**Set task**
State how many lines of the entries below contain the string "metal", treating uppercase and lowercase letters as distinct, and give only that number.

[Spatial annotation entries]

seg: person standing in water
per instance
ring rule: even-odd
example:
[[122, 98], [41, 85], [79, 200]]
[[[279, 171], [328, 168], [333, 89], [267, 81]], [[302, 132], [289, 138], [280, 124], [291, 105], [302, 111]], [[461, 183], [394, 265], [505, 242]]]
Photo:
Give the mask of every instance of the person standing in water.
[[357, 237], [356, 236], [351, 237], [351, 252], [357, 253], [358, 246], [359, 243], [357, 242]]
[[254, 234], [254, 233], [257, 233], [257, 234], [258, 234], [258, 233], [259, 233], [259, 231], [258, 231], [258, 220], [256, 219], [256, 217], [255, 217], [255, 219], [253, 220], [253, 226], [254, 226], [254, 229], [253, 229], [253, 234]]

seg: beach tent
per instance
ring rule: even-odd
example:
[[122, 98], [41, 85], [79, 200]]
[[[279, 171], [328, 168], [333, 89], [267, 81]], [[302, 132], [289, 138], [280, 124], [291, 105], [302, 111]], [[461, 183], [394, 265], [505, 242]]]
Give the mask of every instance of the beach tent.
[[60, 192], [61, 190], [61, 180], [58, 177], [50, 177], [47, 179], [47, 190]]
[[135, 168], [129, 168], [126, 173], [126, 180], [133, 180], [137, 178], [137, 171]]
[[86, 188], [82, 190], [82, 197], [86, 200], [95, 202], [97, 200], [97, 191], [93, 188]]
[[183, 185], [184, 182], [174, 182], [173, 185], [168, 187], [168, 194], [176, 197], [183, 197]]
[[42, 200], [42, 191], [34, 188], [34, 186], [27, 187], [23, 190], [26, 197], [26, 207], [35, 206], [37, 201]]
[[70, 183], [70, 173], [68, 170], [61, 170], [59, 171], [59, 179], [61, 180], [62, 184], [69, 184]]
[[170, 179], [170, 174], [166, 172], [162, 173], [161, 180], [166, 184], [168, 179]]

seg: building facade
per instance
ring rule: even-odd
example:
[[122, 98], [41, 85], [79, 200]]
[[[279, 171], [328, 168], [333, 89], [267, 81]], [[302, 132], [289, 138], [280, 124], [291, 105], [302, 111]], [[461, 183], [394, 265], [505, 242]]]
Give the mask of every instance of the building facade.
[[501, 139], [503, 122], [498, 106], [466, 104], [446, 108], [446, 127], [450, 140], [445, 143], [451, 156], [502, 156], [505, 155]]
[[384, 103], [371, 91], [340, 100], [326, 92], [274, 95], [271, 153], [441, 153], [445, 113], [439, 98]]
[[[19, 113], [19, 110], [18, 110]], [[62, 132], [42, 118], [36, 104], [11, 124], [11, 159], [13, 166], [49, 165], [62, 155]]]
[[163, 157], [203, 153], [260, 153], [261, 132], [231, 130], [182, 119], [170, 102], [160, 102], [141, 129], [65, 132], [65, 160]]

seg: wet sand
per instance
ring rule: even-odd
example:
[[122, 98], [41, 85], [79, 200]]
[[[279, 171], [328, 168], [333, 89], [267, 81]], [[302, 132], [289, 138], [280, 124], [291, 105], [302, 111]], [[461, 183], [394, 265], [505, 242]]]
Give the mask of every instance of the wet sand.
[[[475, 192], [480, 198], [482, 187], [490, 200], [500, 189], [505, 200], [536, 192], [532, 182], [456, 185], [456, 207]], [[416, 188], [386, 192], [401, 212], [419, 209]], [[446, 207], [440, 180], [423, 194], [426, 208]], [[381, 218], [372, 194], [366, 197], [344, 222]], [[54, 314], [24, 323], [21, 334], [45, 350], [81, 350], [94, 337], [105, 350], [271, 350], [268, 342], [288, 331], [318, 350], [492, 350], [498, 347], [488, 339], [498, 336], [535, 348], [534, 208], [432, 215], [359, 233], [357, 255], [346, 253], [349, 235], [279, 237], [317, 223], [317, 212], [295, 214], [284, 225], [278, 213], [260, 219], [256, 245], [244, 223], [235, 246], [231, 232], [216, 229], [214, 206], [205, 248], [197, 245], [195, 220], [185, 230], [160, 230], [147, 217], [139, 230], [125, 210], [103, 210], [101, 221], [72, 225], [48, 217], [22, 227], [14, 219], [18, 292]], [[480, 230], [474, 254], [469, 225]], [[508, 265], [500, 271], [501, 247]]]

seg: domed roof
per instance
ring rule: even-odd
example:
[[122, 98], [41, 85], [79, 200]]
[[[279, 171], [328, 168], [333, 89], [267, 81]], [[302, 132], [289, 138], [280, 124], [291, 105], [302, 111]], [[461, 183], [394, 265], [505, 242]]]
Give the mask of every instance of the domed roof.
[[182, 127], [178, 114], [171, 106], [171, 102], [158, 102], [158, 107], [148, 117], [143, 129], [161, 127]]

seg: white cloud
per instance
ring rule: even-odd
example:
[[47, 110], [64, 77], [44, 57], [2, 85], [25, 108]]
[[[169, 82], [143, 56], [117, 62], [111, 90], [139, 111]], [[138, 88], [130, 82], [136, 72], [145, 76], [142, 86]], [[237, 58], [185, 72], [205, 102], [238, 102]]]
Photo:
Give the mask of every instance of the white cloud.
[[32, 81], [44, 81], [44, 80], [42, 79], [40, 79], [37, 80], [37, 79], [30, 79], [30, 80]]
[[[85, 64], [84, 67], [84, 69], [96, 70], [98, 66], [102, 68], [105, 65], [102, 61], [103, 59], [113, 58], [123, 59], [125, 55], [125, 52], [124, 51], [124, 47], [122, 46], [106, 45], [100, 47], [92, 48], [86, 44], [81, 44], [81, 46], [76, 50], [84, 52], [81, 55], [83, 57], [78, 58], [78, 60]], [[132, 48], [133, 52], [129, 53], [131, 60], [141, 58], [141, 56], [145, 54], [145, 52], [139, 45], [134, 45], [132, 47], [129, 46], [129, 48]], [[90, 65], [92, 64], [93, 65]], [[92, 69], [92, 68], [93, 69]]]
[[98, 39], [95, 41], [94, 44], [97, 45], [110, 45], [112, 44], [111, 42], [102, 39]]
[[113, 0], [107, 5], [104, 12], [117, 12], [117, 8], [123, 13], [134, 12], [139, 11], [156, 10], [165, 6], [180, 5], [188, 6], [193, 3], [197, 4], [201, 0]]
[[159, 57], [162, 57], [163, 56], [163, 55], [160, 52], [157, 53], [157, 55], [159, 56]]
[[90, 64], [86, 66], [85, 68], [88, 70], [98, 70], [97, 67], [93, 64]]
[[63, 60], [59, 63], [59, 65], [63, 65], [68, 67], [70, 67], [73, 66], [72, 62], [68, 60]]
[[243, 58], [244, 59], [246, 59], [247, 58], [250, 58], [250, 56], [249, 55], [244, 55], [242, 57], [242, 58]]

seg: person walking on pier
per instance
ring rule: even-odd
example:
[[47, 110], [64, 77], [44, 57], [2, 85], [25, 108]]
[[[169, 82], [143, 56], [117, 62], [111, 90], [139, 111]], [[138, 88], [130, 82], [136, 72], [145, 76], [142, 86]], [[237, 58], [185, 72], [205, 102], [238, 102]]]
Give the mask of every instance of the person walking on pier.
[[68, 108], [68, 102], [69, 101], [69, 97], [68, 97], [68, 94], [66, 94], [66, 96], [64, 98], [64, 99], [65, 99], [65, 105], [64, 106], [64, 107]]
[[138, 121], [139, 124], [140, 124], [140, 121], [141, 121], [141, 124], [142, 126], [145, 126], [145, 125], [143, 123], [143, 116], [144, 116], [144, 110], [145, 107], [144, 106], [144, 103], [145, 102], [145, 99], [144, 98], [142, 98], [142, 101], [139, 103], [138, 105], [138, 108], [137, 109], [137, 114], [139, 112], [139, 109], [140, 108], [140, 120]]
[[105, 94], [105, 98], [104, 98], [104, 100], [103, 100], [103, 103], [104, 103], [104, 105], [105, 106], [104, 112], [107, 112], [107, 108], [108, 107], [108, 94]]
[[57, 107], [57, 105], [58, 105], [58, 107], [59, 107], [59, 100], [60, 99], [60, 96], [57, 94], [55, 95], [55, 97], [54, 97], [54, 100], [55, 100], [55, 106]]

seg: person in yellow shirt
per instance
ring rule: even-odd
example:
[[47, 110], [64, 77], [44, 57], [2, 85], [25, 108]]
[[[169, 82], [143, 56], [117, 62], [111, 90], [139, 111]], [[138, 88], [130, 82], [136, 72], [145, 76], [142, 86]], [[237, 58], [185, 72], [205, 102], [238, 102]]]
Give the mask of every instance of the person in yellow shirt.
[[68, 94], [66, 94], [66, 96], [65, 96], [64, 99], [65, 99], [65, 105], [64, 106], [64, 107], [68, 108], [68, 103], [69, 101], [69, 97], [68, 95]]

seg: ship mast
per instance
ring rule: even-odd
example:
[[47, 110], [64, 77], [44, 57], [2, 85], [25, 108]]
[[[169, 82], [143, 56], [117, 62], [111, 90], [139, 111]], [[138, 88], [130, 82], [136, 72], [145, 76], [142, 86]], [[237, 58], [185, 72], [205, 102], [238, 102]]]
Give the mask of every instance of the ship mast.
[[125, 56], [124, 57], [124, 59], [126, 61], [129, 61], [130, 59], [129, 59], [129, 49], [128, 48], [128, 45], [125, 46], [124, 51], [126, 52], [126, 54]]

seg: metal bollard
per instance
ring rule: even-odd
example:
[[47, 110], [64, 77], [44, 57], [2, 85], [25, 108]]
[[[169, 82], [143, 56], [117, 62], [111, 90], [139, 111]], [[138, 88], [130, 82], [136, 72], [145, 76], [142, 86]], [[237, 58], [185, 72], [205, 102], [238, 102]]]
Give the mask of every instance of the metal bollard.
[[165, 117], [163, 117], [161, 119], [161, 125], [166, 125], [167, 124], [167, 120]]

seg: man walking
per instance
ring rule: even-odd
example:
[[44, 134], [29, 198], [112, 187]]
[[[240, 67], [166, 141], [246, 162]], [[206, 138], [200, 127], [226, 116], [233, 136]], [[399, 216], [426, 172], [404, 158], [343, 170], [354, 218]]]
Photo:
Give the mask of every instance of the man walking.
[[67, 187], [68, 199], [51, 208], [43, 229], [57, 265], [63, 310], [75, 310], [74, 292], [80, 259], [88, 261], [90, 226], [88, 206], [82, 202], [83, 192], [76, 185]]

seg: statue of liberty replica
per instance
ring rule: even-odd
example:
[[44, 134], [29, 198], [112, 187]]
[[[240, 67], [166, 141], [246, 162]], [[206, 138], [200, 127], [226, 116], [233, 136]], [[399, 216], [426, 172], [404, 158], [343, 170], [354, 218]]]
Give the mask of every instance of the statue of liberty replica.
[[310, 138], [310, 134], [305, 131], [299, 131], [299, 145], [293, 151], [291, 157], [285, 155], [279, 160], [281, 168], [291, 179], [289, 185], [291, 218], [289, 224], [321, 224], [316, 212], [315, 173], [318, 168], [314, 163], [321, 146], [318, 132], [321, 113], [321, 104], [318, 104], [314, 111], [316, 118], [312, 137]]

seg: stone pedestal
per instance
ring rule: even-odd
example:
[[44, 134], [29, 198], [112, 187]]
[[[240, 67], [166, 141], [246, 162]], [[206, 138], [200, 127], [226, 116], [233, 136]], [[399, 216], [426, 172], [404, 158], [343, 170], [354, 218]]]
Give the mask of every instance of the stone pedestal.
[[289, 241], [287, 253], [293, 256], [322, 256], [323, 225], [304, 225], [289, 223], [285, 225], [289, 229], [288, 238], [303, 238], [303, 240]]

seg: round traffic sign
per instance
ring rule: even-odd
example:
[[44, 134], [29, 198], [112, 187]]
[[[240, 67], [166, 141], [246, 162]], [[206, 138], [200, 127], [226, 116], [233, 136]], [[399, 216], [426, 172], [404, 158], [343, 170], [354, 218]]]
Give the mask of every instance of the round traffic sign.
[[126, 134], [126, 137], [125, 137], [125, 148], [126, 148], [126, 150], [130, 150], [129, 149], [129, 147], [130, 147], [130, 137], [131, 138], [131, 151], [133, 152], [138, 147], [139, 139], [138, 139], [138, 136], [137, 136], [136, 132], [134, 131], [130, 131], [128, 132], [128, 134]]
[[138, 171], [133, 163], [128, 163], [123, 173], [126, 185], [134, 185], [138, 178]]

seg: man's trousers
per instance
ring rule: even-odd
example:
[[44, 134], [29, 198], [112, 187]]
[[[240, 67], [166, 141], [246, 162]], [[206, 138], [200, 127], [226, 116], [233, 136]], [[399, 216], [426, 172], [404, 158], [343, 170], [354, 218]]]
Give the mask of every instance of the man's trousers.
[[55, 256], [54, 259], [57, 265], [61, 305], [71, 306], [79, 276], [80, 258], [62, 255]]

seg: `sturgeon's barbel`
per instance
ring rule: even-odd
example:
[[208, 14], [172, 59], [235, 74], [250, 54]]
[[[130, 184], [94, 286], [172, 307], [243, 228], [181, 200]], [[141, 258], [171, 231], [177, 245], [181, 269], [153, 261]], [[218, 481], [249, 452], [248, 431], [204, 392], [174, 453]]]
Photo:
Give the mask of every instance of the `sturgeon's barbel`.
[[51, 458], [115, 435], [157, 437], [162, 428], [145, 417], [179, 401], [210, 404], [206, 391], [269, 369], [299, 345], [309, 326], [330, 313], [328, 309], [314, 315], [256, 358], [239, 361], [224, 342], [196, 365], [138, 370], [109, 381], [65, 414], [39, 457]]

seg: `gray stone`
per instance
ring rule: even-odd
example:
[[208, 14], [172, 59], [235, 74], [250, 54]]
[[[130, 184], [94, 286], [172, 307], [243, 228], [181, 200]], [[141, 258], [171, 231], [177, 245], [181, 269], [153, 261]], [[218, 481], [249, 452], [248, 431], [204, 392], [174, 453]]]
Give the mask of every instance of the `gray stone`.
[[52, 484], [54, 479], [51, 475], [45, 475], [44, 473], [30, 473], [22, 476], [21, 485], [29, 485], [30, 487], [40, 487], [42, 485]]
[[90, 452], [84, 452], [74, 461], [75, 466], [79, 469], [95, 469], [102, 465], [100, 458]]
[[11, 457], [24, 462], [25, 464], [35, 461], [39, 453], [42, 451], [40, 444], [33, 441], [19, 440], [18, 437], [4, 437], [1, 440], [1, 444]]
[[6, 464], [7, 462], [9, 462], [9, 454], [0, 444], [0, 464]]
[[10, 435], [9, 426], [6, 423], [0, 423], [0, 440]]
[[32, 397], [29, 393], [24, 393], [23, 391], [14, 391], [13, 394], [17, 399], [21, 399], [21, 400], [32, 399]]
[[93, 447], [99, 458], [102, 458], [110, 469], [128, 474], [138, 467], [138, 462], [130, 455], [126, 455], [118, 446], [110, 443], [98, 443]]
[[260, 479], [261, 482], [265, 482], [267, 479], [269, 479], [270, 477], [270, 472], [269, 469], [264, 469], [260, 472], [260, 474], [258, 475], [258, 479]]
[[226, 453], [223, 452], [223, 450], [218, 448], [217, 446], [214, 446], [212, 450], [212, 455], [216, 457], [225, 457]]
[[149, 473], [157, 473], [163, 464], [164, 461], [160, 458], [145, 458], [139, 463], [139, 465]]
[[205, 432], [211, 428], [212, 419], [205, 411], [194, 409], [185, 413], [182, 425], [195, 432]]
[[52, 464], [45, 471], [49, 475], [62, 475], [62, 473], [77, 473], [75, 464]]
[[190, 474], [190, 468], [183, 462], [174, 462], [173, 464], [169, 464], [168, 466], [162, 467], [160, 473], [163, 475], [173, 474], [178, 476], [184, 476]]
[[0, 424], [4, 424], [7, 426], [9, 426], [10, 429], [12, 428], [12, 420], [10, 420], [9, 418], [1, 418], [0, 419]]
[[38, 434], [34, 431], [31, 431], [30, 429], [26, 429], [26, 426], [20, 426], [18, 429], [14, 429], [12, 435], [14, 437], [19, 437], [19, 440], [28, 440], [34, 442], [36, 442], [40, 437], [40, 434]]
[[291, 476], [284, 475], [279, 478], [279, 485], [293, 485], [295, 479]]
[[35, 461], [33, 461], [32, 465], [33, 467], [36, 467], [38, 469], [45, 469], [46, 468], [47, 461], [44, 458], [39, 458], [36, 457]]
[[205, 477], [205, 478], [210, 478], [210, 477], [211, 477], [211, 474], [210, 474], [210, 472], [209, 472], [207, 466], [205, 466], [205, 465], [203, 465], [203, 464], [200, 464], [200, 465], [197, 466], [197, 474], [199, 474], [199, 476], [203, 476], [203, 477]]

**Result of this task**
2